▸ **Short exercise 1**: Rescale part of the rows below, starting with the line containing "Place a point on the man kneeling" and going on through the line containing "<point>167,225</point>". Give only those lines again, requests included, with every answer coordinate multiplied by 1.75 and rounded to a whole number (halves round up), and leave the sample points in the requests unchanged.

▸ **Text passage**:
────────────────────
On one of the last days before the end of April, M. and I went over to the dining room—it was in a separate building not far from the main one. On the way we saw two cars standing outside the doctor's house and trembled at the sight of them—this was the effect cars always had on us. Right by the dining room we ran into the doctor with two strangers. They were large, beefy and well- groomed types—very different from the sort who came to stay in a rest home. One was in military dress and the other in civilian clothes. They were obviously officials, but not local ones by the look of them. I decided they must have come to inspect the place. "I wonder if they've come to check up on me," M. said suddenly. "Did you notice how he looked at me?" Sure enough, the one in civilian clothes had looked around at us and then said something to the doc­tor. But we soon forgot all about them. It was more natural to as­sume that they were a couple of inspectors from local Party head­quarters who had come to see how the rest home was preparing to celebrate May Day. In a life such as ours we were always having fits of panic—everybody was constantly on the watch for signs of immi­nent disaster, and, whether our fears were justified or not, they kept us in a state bordering on dementia. We tried so much not to give way to these fears that bouts of cold terror were always succeeded by moods of recklessness during which we were quite capable of talking with police spies as though they were bosom friends.
────────────────────
▸ **Data excerpts**:
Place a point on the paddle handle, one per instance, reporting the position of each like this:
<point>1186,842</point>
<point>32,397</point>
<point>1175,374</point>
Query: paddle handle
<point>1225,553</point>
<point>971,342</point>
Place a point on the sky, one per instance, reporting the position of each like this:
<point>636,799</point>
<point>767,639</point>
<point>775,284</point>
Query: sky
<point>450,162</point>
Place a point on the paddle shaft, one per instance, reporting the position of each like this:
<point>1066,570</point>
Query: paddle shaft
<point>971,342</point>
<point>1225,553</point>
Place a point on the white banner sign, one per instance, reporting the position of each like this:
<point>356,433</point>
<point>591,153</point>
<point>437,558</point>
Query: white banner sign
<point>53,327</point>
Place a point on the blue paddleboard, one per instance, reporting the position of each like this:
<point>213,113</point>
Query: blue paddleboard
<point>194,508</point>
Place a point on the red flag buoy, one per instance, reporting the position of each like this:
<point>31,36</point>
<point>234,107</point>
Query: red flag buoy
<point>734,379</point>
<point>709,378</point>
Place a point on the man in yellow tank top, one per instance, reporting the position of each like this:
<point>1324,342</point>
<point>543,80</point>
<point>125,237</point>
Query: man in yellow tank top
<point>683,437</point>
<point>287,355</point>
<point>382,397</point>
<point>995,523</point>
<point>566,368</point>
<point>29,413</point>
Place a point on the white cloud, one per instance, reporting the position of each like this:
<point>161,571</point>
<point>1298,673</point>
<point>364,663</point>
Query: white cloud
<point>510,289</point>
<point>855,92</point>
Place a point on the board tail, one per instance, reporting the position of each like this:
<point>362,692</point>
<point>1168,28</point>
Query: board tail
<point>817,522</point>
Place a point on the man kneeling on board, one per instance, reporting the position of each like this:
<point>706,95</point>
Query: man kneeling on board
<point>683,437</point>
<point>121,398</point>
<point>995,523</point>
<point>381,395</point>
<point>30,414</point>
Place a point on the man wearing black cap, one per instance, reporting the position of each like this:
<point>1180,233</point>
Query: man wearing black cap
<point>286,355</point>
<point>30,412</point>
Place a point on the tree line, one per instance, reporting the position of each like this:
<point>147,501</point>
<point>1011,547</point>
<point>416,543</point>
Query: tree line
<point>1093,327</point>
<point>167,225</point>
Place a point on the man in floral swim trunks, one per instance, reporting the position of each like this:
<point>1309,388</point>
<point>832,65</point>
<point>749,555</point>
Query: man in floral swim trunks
────────────────────
▸ **Short exercise 2**: Write the next part of the passage about the rest home, picking up right after its last sentence.

▸ **Task output 1**:
Place a point on the man kneeling on board, one per instance, reporting the position of each like this:
<point>706,95</point>
Query: man kneeling on board
<point>1195,765</point>
<point>212,697</point>
<point>1741,915</point>
<point>667,691</point>
<point>53,725</point>
Place a point on the man wearing black cap, one per instance, reporting the position of each like this:
<point>1180,233</point>
Query: man wearing black cap
<point>501,621</point>
<point>53,721</point>
Place a point on the tree line, one per instance, reporting the position of each like this:
<point>147,501</point>
<point>1011,547</point>
<point>416,543</point>
Query: tree line
<point>1913,572</point>
<point>292,394</point>

▸ **Task output 2**:
On the first of May we didn't go out, except to the dining room for our meals, and the whole day we could hear sounds of revelry— shouting, singing and sometimes fighting. One of the other inmates, a woman textile worker from a factory near Moscow, took refuge with us. M. sat and joked with her, and I was terrified in case he said the wrong thing and she went off to denounce him. They got talking about the arrests, and she mentioned somebody at her factory who had been picked up, saying what a good person he was and how kind he had been to the workers. M. started questioning her about the man. When she had gone I told him at great length how foolish he was to be so indiscreet. He assured me he would mend his ways and never say another word to strangers. I shall never forget how I then said: "You'll have to go all the way to Siberia before you mend your ways. . . ."

That night I dreamed of ikons—this is always regarded as a bad omen. I started out of my sleep in tears and woke M. as well. "What have we got to be afraid of now?" he asked. "The worst is over." And we went back to sleep. I had never before dreamed of ikons, nor have I since—we had never possessed any ikons of our own, and the old ones which we loved had only artistic meaning for us.

In the morning we were wakened by somebody knocking quietly on the door. M. got up to open the door and three people came in: two men in military uniform and the doctor. M. began to dress. I put on a dressing gown and sat on the bed. "Do you know when it was signed?" M. asked me, looking at the warrant. It appeared that it had been signed about a week previously. "It's not our fault," one of the men in uniform explained, "we have too much to do." He com­plained that they had to work while people were on the spree over the holiday—it had been very difficult to get a truck in Charusti because everybody was off duty.

Coming to my senses, I began to get M.'s things together. One of them said to me in their usual way: "Why so much stuff? He won't be in long—they'll just ask a few questions and let him go."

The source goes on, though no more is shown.